● **課題**: 次のデータの全行を番号付きリストに入れること。空行は省き、画像は答えに含めないこと。
-.-.-
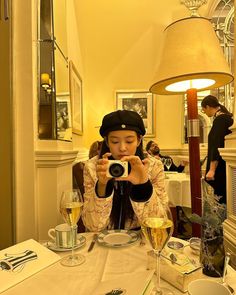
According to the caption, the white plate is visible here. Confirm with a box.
[45,235,86,252]
[97,229,139,248]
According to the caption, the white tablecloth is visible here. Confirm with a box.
[2,233,236,295]
[3,233,183,295]
[165,172,191,208]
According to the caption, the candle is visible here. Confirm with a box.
[41,73,50,85]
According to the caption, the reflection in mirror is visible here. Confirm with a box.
[184,91,212,143]
[184,0,234,143]
[38,0,72,141]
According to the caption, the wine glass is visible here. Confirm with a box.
-.-.-
● **解答**:
1. According to the caption, the white plate is visible here. Confirm with a box.
2. [45,235,86,252]
3. [97,229,139,248]
4. According to the caption, the white tablecloth is visible here. Confirm with a box.
5. [2,233,236,295]
6. [3,233,183,295]
7. [165,172,191,208]
8. According to the caption, the candle is visible here. Confirm with a box.
9. [41,73,50,85]
10. According to the caption, the reflection in mirror is visible here. Confirm with a box.
11. [184,91,212,143]
12. [184,0,234,143]
13. [38,0,72,141]
14. According to the caption, the wine glass is visible here. Confirm with a box.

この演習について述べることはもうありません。